**Your goal:** Please retype the part of the listing that opens with its first line and closes with the line containing "pixel 191 256". Keep both ends and copy every line without change.

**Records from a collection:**
>> START

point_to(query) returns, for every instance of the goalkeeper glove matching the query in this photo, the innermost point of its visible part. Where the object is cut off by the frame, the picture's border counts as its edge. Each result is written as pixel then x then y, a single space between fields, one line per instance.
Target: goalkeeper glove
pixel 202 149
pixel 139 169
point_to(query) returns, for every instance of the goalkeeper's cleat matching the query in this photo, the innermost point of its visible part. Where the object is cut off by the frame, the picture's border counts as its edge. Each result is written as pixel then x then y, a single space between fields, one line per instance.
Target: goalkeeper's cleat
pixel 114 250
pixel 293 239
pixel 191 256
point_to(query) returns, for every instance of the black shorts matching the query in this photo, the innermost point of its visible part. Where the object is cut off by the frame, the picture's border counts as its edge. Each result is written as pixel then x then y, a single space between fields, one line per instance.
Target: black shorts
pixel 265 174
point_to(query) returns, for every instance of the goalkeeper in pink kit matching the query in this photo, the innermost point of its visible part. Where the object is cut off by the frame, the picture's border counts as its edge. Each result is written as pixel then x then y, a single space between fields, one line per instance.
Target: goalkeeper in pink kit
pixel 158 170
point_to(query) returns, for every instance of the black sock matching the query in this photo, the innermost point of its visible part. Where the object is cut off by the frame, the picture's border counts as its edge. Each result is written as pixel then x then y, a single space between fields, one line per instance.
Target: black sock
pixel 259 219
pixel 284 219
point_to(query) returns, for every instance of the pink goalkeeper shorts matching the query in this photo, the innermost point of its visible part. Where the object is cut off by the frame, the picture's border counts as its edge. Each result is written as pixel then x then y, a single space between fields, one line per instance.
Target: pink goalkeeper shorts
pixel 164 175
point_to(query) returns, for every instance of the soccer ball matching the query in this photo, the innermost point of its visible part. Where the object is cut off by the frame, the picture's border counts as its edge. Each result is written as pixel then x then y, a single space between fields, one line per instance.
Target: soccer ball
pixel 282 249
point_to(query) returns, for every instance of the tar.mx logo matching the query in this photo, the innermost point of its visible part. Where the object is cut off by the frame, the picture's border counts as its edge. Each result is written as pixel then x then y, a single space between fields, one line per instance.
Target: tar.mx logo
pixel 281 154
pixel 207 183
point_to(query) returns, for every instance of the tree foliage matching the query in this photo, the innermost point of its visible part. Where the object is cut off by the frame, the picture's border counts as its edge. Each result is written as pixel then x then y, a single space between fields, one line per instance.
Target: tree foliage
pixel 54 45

>> END

**Task solution:**
point_to(query) returns, for every instance of the goalkeeper glove matching the query in this photo, the innermost point of its visible part. Where the object is cut off by the frame, the picture's border counts as its edge. Each result is written as pixel then x then y, a single space between fields, one line per instance.
Target: goalkeeper glove
pixel 202 149
pixel 139 169
point_to(query) returns, for every instance of the goalkeeper's cleat matching the query in this photo, the innermost point of its visible part. Where the object is cut off by the frame, the picture's border counts as its edge. Each result is written as pixel then x then y, a single space between fields, one line per instance.
Target: goalkeeper's cleat
pixel 114 250
pixel 293 239
pixel 191 256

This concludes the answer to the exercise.